** What you will do **
Return a copy of every line in the data below that contains "order".

[Stored items]

[Start of section]

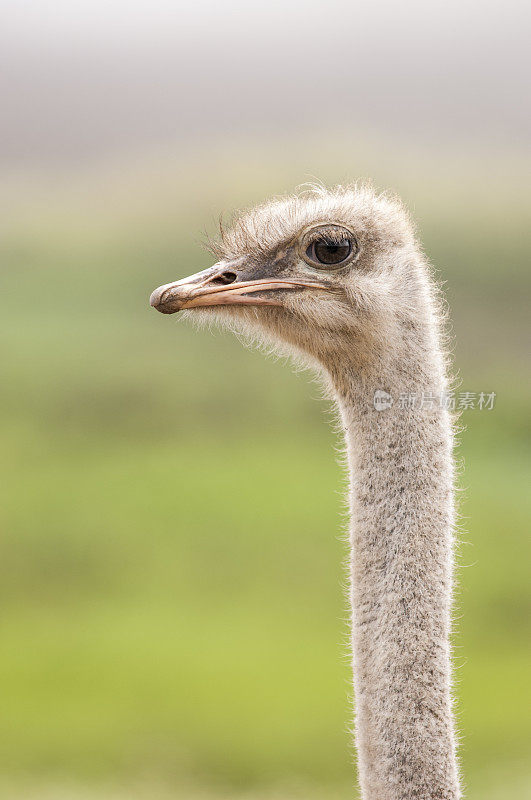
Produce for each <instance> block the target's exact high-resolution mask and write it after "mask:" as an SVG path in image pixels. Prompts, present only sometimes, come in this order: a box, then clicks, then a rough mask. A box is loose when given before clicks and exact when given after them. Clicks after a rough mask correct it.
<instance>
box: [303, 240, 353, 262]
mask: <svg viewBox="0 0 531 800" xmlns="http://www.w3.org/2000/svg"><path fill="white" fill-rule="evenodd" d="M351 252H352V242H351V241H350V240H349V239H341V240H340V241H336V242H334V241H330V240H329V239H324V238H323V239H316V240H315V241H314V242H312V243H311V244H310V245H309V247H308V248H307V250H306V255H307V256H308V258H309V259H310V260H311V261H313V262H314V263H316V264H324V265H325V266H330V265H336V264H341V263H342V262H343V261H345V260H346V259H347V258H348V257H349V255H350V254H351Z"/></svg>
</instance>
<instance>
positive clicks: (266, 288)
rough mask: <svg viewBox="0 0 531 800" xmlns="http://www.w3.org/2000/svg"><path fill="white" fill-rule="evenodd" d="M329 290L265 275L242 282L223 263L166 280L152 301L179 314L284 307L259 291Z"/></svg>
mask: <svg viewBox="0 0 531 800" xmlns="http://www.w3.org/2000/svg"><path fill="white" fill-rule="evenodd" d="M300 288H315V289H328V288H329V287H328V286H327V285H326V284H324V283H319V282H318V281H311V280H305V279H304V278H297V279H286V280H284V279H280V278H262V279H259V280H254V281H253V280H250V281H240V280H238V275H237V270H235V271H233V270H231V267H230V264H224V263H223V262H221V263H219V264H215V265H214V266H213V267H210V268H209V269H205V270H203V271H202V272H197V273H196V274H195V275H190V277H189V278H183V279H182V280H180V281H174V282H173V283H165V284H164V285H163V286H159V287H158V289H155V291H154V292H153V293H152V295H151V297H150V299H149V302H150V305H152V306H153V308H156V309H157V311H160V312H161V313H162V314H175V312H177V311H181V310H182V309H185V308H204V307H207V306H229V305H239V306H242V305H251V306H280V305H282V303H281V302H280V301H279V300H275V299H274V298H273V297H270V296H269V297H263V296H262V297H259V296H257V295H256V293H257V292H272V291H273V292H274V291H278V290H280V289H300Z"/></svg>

[End of section]
[Start of section]

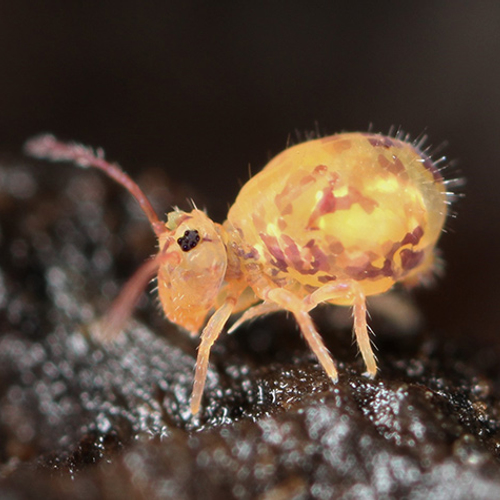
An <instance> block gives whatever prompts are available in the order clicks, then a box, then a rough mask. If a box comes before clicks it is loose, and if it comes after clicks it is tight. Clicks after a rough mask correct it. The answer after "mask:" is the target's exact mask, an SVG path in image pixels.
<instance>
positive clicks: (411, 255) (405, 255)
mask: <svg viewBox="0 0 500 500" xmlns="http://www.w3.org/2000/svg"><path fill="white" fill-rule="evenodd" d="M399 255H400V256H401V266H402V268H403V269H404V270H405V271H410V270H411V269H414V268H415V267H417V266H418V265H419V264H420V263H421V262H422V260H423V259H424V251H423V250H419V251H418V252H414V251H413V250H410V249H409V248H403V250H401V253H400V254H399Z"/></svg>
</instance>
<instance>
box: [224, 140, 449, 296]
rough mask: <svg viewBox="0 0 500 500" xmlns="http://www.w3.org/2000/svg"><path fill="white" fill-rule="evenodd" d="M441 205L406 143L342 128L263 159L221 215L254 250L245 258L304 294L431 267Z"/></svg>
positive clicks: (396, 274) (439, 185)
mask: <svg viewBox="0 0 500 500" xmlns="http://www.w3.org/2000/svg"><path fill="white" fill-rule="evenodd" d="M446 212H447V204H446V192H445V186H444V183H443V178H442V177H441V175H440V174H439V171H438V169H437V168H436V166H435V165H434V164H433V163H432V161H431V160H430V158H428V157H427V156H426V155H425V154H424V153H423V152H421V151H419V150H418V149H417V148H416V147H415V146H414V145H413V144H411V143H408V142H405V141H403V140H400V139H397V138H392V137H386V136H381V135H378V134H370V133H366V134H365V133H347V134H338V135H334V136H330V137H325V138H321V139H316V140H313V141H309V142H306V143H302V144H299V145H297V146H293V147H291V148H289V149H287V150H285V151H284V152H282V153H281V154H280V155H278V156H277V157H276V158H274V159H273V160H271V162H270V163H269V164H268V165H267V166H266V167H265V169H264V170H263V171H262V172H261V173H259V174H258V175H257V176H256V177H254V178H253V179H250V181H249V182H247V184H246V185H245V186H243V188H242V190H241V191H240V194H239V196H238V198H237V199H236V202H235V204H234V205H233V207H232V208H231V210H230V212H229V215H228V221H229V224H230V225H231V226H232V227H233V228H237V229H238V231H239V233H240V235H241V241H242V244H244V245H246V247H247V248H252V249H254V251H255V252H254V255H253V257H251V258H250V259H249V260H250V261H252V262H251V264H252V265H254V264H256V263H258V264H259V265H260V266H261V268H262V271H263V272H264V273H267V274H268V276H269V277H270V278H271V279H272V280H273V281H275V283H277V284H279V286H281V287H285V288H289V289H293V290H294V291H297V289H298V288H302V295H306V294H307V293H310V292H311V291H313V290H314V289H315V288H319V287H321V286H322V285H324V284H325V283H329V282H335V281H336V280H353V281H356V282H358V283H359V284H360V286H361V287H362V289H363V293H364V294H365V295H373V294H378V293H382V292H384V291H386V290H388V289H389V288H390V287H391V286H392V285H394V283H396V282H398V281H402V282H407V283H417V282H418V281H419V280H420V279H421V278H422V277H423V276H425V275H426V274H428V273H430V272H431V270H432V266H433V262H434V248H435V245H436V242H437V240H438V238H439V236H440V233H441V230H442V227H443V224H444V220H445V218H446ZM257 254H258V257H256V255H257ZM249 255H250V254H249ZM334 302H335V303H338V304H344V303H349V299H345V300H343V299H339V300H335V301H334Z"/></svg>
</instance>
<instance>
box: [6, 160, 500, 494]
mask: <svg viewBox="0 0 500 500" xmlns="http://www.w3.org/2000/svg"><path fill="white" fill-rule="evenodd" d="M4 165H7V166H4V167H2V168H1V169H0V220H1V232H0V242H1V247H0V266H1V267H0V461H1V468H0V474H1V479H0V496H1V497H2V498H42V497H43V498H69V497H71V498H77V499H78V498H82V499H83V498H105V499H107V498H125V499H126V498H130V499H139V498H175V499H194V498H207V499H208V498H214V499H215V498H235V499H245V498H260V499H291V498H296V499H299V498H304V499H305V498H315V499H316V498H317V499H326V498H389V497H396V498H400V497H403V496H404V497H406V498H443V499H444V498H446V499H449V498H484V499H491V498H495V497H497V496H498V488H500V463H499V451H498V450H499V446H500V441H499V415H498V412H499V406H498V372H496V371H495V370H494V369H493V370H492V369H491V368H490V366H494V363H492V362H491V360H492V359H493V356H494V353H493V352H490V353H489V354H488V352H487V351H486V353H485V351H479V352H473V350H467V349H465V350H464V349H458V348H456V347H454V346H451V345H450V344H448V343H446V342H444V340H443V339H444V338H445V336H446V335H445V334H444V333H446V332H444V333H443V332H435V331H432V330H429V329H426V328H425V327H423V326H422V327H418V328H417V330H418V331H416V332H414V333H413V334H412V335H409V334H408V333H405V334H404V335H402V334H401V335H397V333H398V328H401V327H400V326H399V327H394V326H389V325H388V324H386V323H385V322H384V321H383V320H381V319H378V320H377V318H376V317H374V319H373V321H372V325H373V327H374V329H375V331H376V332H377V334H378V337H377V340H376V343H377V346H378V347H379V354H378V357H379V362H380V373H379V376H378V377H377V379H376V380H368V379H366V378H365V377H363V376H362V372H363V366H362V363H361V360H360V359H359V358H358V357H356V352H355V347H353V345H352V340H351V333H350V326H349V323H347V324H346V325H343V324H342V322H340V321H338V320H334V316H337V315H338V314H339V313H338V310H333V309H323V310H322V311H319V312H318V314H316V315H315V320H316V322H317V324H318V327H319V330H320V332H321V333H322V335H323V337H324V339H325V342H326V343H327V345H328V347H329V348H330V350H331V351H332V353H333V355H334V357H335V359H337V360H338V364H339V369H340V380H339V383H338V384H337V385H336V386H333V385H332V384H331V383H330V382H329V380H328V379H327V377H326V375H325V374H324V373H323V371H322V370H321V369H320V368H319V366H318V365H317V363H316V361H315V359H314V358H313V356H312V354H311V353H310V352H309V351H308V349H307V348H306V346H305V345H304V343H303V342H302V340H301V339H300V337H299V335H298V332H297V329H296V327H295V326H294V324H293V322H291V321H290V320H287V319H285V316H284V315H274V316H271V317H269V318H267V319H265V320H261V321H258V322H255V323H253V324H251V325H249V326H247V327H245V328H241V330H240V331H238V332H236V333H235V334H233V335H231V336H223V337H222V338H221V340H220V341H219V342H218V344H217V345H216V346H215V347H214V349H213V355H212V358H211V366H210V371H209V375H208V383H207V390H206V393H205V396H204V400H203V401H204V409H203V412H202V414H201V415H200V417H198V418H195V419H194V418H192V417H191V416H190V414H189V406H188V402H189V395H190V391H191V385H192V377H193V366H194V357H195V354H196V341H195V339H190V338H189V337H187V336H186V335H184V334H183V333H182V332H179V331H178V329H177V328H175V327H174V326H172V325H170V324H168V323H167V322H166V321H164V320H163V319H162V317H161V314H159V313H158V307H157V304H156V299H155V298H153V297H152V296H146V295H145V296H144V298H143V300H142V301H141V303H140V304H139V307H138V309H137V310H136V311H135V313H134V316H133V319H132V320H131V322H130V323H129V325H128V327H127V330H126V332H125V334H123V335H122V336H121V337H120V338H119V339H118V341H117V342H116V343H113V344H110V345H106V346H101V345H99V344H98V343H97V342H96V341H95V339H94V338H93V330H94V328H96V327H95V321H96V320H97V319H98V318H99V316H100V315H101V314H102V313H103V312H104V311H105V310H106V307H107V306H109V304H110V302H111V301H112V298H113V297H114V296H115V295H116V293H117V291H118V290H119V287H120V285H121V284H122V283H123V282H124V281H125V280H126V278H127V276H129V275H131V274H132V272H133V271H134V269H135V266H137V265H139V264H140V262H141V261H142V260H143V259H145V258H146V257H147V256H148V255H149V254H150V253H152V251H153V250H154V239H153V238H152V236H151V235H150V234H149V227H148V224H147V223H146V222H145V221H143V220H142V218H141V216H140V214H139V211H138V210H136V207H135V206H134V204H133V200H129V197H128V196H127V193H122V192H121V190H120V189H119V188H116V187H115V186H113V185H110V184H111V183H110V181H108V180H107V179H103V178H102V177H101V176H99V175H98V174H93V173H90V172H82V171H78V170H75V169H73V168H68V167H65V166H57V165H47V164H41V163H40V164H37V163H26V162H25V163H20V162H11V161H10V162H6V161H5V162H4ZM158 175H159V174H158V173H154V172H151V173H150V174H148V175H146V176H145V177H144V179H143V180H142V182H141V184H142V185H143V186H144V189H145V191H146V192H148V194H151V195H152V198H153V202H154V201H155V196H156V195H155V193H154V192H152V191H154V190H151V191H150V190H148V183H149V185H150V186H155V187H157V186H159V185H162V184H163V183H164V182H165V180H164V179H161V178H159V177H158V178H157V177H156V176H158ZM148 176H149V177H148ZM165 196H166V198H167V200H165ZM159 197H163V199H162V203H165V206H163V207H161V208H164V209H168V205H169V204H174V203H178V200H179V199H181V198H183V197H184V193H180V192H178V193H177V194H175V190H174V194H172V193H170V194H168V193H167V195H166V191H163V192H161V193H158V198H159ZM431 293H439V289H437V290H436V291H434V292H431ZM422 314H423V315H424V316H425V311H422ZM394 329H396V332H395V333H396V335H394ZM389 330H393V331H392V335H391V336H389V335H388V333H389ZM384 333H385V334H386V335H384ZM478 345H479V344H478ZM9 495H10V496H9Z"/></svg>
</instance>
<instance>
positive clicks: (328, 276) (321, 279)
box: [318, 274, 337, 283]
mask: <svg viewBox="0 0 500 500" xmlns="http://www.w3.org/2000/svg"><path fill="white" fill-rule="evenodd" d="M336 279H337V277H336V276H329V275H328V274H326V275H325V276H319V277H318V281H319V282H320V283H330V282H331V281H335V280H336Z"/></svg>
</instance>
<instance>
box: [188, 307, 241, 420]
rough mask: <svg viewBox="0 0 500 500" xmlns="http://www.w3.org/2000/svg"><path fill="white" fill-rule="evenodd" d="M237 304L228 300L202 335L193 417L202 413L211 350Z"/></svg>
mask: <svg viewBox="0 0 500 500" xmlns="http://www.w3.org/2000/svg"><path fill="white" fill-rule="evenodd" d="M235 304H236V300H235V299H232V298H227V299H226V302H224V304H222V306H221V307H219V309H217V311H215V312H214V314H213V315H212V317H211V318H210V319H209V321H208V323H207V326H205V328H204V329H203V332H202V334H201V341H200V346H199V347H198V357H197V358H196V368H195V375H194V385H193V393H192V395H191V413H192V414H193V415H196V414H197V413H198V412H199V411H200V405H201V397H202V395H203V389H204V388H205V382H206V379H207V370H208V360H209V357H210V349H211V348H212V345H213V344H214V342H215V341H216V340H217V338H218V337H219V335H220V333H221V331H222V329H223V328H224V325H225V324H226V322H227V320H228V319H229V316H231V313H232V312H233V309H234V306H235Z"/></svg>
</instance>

[End of section]

** Finished task **
Produce for each <instance> block the target's exact high-resolution mask and write it after "mask:" as an SVG path in image pixels. Prompts, present only sometimes, come in this order: a box, then clicks, then a rough mask. A box is loose when given before clicks and exact when given after them. Clicks after a rough mask correct it.
An <instance> block gives whatever prompts are available in the order clicks, then a box, then a rough mask. If a box comes before clicks it is loose, and if it comes after clicks it is tight. Clicks after a rough mask correct it. The answer after "mask:" is the target's exact mask, an SVG path in image pixels.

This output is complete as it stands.